## Source text
┌────────

The Relationship between Insomnia and Stress
We all seem to get busier and busier every year! While being busy is not always associated with an increase in stress, it is often the outcome for the overwhelming majority.
Stress is considered a “silent killer” as we often do not know how or when it will take its toll on our body. The effects stress has on our health can be extensive. One of those effects? Insomnia.
Millions of people around the world experience insomnia, and most everyone has experienced it in some form at one time or another. There are two main forms of insomnia - the inability to fall asleep and the inability to stay asleep. Stress is a new topic of conversation in relation to short term insomnia and is considered to be a significant cause.
What Causes Stress-Related Insomnia?
A variety of factors are linked to stress. Increased work responsibility, long work hours, financial worries, marital or relationship problems, anticipation for an event, general anxiety, and lack of sleep due to children are all viable risk factors. A “stress” is basically anything that causes your fundamental balance to shift. Increased stress levels can produce certain hormones in your body that prevent you from sleeping or from having a restful night. Have you ever woken up in the middle of the night worrying about a work assignment due the next day? Have you ever been so anxious about something important that you either can’t sleep, or you wake up multiple times throughout the night? If so, then you have experienced a form of stress-related insomnia.
Why is Sleep Important?

└────────

## Data extracts
┌────────

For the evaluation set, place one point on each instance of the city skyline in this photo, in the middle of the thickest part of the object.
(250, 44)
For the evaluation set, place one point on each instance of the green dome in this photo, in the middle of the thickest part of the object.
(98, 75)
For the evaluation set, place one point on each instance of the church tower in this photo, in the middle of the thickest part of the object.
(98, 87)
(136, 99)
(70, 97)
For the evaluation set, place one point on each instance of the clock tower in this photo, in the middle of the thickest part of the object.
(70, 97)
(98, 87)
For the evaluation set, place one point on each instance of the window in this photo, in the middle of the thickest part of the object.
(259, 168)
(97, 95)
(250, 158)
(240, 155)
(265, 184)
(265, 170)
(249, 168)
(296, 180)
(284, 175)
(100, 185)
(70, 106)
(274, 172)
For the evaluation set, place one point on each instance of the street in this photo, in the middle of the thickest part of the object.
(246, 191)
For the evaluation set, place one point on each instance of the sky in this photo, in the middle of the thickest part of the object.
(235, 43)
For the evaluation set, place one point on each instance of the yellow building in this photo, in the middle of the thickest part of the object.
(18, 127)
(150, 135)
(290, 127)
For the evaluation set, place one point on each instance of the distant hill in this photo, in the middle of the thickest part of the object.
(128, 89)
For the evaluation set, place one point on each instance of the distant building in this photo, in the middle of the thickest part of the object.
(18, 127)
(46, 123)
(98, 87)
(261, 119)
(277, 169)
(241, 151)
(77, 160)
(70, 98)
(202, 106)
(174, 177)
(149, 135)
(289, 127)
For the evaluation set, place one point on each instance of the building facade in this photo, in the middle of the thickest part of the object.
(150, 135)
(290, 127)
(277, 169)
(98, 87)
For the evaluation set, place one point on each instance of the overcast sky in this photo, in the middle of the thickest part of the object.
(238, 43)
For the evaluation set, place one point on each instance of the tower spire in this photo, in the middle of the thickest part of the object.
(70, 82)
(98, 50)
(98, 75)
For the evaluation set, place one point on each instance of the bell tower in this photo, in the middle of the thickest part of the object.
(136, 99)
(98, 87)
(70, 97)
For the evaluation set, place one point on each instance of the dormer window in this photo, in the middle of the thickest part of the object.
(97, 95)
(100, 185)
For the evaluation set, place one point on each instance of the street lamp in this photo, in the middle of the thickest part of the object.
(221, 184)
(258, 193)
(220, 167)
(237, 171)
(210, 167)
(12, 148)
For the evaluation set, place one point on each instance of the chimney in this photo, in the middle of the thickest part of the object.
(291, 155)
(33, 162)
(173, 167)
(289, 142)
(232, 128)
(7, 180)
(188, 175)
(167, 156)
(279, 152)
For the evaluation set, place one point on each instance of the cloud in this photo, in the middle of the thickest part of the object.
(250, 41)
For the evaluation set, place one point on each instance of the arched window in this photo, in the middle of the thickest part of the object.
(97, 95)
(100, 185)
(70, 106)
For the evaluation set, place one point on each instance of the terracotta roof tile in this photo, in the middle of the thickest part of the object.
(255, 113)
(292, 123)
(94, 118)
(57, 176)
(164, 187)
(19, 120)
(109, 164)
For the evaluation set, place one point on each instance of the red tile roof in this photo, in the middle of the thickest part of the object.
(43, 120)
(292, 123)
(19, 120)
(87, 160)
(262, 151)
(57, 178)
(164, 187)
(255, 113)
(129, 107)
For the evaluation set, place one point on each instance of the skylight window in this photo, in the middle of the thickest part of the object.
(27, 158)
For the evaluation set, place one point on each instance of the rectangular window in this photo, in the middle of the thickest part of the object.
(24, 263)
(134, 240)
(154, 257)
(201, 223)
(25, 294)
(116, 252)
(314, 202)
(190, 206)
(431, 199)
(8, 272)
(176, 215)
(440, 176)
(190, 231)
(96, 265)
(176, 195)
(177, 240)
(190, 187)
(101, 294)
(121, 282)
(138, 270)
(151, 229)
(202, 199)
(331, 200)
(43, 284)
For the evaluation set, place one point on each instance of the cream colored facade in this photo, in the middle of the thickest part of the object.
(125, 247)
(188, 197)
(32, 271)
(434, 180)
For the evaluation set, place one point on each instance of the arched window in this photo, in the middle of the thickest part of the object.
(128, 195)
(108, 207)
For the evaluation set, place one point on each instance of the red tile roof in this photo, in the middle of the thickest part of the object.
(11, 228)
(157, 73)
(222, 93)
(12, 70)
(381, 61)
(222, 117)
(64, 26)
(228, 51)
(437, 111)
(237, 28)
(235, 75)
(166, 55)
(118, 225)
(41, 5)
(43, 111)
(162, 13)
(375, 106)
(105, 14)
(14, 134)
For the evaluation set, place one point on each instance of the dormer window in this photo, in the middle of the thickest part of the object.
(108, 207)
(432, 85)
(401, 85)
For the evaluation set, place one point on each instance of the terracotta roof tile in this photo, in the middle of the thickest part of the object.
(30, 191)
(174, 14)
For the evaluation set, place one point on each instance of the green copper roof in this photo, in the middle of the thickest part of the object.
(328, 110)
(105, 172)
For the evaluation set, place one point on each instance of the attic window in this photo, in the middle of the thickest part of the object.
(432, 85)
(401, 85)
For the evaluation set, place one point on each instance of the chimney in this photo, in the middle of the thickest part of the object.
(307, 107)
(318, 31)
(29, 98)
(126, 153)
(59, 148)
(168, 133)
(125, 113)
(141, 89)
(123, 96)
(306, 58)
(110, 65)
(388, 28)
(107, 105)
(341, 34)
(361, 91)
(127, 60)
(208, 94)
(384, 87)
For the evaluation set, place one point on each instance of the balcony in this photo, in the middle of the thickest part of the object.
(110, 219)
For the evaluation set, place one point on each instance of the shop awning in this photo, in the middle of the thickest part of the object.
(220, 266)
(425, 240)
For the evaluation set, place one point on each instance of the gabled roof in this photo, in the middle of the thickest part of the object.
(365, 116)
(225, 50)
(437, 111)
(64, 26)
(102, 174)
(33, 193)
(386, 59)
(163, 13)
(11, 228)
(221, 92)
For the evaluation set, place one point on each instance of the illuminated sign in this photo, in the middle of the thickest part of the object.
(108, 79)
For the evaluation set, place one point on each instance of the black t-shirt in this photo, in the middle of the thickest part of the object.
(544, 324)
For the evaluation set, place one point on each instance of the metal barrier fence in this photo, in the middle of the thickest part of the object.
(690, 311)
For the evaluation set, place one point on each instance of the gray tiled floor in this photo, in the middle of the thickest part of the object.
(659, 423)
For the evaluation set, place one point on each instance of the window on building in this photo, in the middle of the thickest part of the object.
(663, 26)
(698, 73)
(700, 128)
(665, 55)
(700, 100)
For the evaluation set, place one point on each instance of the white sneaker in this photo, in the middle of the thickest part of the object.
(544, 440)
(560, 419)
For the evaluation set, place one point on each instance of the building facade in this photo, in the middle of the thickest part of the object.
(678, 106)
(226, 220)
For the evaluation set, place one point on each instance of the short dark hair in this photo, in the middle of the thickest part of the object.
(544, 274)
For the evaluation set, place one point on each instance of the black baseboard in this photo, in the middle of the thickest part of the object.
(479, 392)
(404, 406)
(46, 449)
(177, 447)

└────────

## To do
1. Repeat the stretch of the text on insomnia and stress from "Stress is considered" through "a significant cause.".
2. In the text on insomnia and stress, what are the two main forms of insomnia?
You can set the records aside.

## Solutions to the exercise
1.
Stress is considered a “silent killer” as we often do not know how or when it will take its toll on our body. The effects stress has on our health can be extensive. One of those effects? Insomnia.
Millions of people around the world experience insomnia, and most everyone has experienced it in some form at one time or another. There are two main forms of insomnia - the inability to fall asleep and the inability to stay asleep. Stress is a new topic of conversation in relation to short term insomnia and is considered to be a significant cause.

2. The inability to fall asleep and the inability to stay asleep.